Goal ->
Count the lines below that contain "mountain", matching case exactly, and give only the number.

Image box annotation records:
########

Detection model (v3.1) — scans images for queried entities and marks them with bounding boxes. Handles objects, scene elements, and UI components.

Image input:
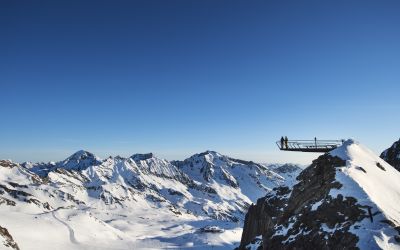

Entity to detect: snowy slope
[330,140,400,249]
[0,151,300,249]
[240,140,400,249]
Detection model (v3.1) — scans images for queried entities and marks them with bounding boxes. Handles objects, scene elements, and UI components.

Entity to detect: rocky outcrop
[380,139,400,171]
[0,226,19,250]
[240,187,290,249]
[240,154,378,249]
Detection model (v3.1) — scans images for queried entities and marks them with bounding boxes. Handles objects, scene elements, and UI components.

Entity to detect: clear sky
[0,0,400,163]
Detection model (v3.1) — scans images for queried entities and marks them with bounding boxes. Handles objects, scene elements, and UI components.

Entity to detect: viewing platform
[276,140,344,153]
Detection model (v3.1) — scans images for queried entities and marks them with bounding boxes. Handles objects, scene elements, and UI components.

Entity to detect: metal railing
[276,140,344,152]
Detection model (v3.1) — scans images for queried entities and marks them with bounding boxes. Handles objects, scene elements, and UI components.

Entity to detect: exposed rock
[0,226,19,250]
[380,139,400,171]
[240,154,372,249]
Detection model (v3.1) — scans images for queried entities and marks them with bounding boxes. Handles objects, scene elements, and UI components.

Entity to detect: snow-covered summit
[380,139,400,171]
[240,139,400,249]
[56,150,101,171]
[21,150,102,177]
[330,140,400,226]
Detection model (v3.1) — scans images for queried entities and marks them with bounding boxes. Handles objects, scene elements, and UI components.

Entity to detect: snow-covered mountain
[240,140,400,249]
[0,151,300,249]
[381,139,400,171]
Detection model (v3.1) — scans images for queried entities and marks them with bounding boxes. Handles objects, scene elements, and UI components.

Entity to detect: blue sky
[0,0,400,163]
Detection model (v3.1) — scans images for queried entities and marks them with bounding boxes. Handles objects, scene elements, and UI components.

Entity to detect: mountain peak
[57,150,101,170]
[130,153,154,161]
[380,139,400,171]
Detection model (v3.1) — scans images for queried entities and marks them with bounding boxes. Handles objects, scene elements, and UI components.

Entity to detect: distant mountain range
[0,150,301,249]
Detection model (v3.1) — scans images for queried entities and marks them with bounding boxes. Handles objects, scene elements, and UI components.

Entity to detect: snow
[330,140,400,249]
[0,151,300,250]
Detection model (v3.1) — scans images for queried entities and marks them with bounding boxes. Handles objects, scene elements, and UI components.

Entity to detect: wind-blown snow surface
[330,140,400,249]
[0,151,300,249]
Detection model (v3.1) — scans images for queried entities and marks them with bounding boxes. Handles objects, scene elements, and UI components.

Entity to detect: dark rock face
[239,154,370,249]
[0,226,19,250]
[240,187,290,249]
[131,153,154,161]
[380,139,400,171]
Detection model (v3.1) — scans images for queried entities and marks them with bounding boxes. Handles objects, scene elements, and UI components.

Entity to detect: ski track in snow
[51,211,79,244]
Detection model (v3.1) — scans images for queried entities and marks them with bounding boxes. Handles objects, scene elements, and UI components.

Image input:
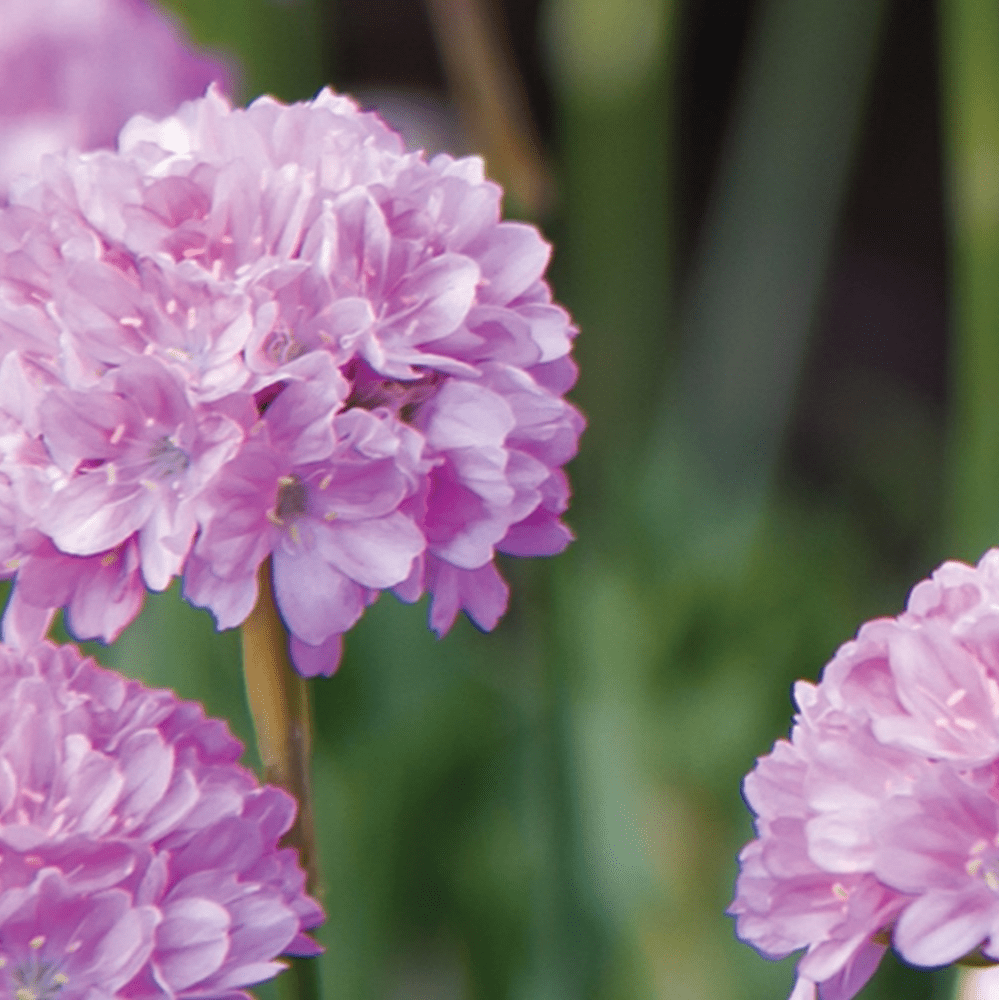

########

Solution for this exercise ->
3